Dataset entries:
■ ■ ■ ■

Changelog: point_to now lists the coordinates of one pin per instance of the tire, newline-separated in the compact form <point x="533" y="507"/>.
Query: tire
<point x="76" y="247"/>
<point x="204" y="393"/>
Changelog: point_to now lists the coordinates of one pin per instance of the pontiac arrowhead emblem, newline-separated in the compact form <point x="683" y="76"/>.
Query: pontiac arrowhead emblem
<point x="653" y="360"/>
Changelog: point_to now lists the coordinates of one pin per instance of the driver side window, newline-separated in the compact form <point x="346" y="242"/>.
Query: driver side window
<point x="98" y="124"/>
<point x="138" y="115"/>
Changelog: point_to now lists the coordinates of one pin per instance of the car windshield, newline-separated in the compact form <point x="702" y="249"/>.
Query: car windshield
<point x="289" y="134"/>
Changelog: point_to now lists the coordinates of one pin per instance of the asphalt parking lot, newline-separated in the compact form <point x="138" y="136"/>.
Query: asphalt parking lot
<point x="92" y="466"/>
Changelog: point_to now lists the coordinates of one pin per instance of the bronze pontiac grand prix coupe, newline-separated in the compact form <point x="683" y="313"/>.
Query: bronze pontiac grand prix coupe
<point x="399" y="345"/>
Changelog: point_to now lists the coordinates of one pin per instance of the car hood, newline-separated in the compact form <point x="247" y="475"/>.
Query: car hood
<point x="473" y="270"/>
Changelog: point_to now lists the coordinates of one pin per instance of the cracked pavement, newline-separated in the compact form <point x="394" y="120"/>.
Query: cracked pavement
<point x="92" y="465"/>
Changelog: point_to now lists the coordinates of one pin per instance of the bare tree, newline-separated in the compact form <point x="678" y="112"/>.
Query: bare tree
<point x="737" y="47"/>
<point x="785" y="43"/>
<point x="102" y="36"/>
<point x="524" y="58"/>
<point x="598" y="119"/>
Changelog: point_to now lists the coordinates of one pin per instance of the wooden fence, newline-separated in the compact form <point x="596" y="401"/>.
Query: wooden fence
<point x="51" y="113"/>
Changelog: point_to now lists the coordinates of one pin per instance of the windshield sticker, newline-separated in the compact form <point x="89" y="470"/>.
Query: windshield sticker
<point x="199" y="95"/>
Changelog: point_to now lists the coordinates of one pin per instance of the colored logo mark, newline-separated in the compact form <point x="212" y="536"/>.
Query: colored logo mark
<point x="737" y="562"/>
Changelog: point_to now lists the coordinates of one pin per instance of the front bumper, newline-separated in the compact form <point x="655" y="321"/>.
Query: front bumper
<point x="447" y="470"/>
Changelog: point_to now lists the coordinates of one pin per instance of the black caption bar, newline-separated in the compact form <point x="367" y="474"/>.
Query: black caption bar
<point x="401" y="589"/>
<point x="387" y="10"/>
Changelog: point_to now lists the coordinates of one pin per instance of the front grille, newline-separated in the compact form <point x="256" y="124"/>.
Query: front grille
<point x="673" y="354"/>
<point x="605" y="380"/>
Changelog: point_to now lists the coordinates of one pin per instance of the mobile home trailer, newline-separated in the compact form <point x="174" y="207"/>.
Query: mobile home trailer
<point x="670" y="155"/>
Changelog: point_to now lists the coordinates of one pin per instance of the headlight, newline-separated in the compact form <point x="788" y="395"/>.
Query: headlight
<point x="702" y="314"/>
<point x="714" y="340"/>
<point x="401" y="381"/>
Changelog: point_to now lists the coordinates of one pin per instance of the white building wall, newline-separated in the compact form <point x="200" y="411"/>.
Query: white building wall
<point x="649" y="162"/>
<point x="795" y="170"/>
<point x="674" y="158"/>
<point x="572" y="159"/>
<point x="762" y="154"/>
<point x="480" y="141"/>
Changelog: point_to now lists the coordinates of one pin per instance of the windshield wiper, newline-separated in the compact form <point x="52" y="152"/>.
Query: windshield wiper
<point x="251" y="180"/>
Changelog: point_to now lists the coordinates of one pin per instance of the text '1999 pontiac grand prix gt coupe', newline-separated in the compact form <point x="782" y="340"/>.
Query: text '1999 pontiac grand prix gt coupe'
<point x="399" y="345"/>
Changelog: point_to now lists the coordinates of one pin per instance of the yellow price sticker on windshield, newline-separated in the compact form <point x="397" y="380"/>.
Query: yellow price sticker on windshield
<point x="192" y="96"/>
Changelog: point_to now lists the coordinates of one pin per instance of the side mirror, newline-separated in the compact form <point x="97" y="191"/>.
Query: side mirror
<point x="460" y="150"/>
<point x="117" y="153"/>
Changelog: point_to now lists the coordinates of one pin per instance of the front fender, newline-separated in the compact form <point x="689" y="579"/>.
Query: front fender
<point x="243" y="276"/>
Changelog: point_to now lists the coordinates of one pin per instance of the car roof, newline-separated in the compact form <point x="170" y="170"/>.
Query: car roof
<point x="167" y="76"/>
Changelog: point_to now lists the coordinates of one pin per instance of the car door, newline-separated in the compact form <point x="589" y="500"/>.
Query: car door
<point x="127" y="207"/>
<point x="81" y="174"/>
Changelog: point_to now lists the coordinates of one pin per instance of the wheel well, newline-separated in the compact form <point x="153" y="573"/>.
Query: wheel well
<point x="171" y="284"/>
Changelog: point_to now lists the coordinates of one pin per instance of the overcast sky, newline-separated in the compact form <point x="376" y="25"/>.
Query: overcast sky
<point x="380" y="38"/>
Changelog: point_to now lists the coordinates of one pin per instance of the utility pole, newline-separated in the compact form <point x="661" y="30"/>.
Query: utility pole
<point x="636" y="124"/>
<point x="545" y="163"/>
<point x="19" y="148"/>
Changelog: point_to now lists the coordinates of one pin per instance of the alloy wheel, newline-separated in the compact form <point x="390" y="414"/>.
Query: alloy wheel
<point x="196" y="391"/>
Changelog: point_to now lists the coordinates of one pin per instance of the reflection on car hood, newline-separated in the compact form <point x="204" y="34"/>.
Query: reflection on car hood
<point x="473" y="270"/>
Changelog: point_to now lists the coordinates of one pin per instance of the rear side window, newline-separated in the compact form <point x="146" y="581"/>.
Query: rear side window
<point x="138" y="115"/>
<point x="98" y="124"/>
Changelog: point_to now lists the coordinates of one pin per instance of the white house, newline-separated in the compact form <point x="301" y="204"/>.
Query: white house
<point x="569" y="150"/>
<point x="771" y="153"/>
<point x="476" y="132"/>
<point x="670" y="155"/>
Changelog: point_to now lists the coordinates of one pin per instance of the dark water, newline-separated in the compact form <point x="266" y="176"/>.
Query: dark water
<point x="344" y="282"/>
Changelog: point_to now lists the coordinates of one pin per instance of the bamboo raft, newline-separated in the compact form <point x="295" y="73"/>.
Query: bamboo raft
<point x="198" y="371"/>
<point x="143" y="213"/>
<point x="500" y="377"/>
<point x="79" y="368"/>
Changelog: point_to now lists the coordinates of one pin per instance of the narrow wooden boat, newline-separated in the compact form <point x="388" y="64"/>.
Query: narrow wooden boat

■ ■ ■ ■

§ PROBLEM DESCRIPTION
Each record above should be reproduced in full, exactly as it stands.

§ RESPONSE TO THE TASK
Changelog: point_to now lists the coordinates of one pin per instance of the tire, newline-separated in the compact form <point x="533" y="507"/>.
Query: tire
<point x="76" y="247"/>
<point x="204" y="393"/>
Changelog: point_to now lists the coordinates of one pin per instance of the pontiac arrowhead emblem, newline-separated in the compact form <point x="683" y="76"/>.
Query: pontiac arrowhead emblem
<point x="653" y="360"/>
Changelog: point_to now lists the coordinates of one pin per instance of the driver side window, newline-separated in the compact form <point x="346" y="242"/>.
Query: driver side window
<point x="98" y="124"/>
<point x="138" y="115"/>
Changelog: point_to now lists the coordinates of one pin per instance of the car windshield, newline-separated in the compact form <point x="702" y="249"/>.
Query: car windshield
<point x="289" y="134"/>
Changelog: point_to now lists the coordinates of one pin per instance of the asphalt parking lot, newline-separated in the compact form <point x="138" y="136"/>.
Query: asphalt parking lot
<point x="92" y="466"/>
Changelog: point_to now lists the coordinates of one pin per instance of the bronze pontiac grand prix coupe, newline-separated in the compact form <point x="683" y="313"/>.
Query: bronze pontiac grand prix coupe
<point x="399" y="345"/>
Changelog: point_to now lists the coordinates of one pin per instance of the car hood, newline-separated in the compact form <point x="247" y="475"/>.
Query: car hood
<point x="473" y="270"/>
Changelog: point_to now lists the coordinates of one pin per instance of the cracked pavement, newline-separated in the compact form <point x="394" y="120"/>.
Query: cracked pavement
<point x="92" y="465"/>
Changelog: point_to now lists the coordinates of one pin per instance of the bare tree, newline-separated in the compact form <point x="678" y="112"/>.
Query: bare tree
<point x="737" y="47"/>
<point x="785" y="43"/>
<point x="102" y="36"/>
<point x="524" y="58"/>
<point x="598" y="119"/>
Changelog: point_to now lists the coordinates of one pin per instance of the wooden fence, newline-separated in the compact form <point x="596" y="401"/>.
Query: wooden fence
<point x="51" y="113"/>
Changelog: point_to now lists the coordinates of one pin per instance of the windshield sticker, newline-separated in the compact form <point x="89" y="470"/>.
Query: windshield sticker
<point x="199" y="95"/>
Changelog: point_to now lists the coordinates of one pin per instance of the colored logo mark, newline-separated in the compact form <point x="212" y="536"/>.
Query: colored logo mark
<point x="737" y="562"/>
Changelog: point_to now lists the coordinates of one pin per instance of the front bumper, newline-separated in the compact form <point x="655" y="321"/>.
Query: front bumper
<point x="447" y="470"/>
Changelog: point_to now lists the coordinates of one pin per instance of the black caption bar, newline-separated in the compact form <point x="367" y="474"/>.
Query: black caption bar
<point x="401" y="589"/>
<point x="387" y="10"/>
Changelog: point_to now lists the coordinates of one pin per instance of the front grille, newline-separated in the compact form <point x="256" y="124"/>.
Query: front grille
<point x="673" y="354"/>
<point x="605" y="380"/>
Changelog: point_to now lists the coordinates of one pin per instance of the mobile home trailer, newline-separated in the compact form <point x="174" y="207"/>.
Query: mobile home trailer
<point x="670" y="155"/>
Changelog: point_to now lists the coordinates of one pin per instance of the headlight, newline-separated in the compact form <point x="788" y="395"/>.
Query: headlight
<point x="702" y="314"/>
<point x="714" y="340"/>
<point x="401" y="381"/>
Changelog: point_to now lists the coordinates of one pin per instance of the white building wall, newline-separated in the compact form <point x="200" y="411"/>.
Query: white building wall
<point x="649" y="162"/>
<point x="795" y="170"/>
<point x="674" y="158"/>
<point x="572" y="159"/>
<point x="762" y="154"/>
<point x="480" y="141"/>
Changelog: point_to now lists the coordinates of one pin per instance of the windshield wiper, newline-separated in the compact form <point x="52" y="152"/>.
Query: windshield wiper
<point x="251" y="180"/>
Changelog: point_to now lists the coordinates of one pin per instance of the text '1999 pontiac grand prix gt coupe', newline-separated in the compact form <point x="782" y="340"/>.
Query: text '1999 pontiac grand prix gt coupe'
<point x="399" y="345"/>
Changelog: point_to now lists the coordinates of one pin per instance of the yellow price sticker on windshield, newline-separated in the compact form <point x="397" y="380"/>.
Query: yellow price sticker on windshield
<point x="192" y="96"/>
Changelog: point_to now lists the coordinates of one pin per instance of the side mirror, newline-separated in the compact form <point x="97" y="191"/>.
Query: side mirror
<point x="460" y="150"/>
<point x="117" y="153"/>
Changelog: point_to now lists the coordinates of one pin per instance of the front fender, newline-separated in the compact form <point x="689" y="579"/>.
Query: front fender
<point x="243" y="276"/>
Changelog: point_to now lists the coordinates of one pin per instance of the car roof, newline-separated in the compact form <point x="170" y="170"/>.
Query: car roof
<point x="167" y="76"/>
Changelog: point_to now lists the coordinates of one pin per instance of the car door, newline-separated in the compact form <point x="589" y="500"/>.
Query: car door
<point x="127" y="207"/>
<point x="81" y="174"/>
Changelog: point_to now lists the coordinates of one pin per instance of the wheel well, newline-separated in the compact form <point x="153" y="573"/>.
Query: wheel well
<point x="171" y="284"/>
Changelog: point_to now lists the coordinates of one pin per instance of the overcast sky, newline-separated in the compact form <point x="376" y="25"/>.
Query: overcast sky
<point x="380" y="38"/>
Changelog: point_to now lists the coordinates of one pin per instance of the utility pole, newline-separated in the compact form <point x="661" y="30"/>.
Query: utility pole
<point x="636" y="124"/>
<point x="545" y="163"/>
<point x="19" y="148"/>
Changelog: point_to now lists the coordinates of one pin per instance of the alloy wheel, newline-separated in the compact form <point x="390" y="414"/>.
Query: alloy wheel
<point x="196" y="391"/>
Changelog: point_to now lists the coordinates of one pin per instance of the reflection on car hood, newline-separated in the compact form <point x="204" y="34"/>.
Query: reflection on car hood
<point x="473" y="270"/>
Changelog: point_to now lists the coordinates of one pin per instance of the rear side window, newline-separated in the compact form <point x="146" y="581"/>.
Query: rear side window
<point x="138" y="115"/>
<point x="98" y="124"/>
Changelog: point_to now lists the coordinates of one pin per instance of the white house, newline-separated in the compact form <point x="301" y="204"/>.
Query: white house
<point x="569" y="150"/>
<point x="771" y="153"/>
<point x="476" y="132"/>
<point x="670" y="155"/>
Changelog: point_to now lists the coordinates of one pin per instance of the dark water, newline-separated in the compact form <point x="266" y="176"/>.
Query: dark water
<point x="344" y="282"/>
Changelog: point_to now lists the coordinates of one pin per instance of the bamboo raft, newline-separated in the compact form <point x="295" y="73"/>.
Query: bamboo raft
<point x="198" y="371"/>
<point x="143" y="213"/>
<point x="500" y="377"/>
<point x="79" y="368"/>
Changelog: point_to now lists the coordinates of one pin per instance of the narrow wooden boat, newline-separated in the compact form <point x="388" y="64"/>.
Query: narrow wooden boat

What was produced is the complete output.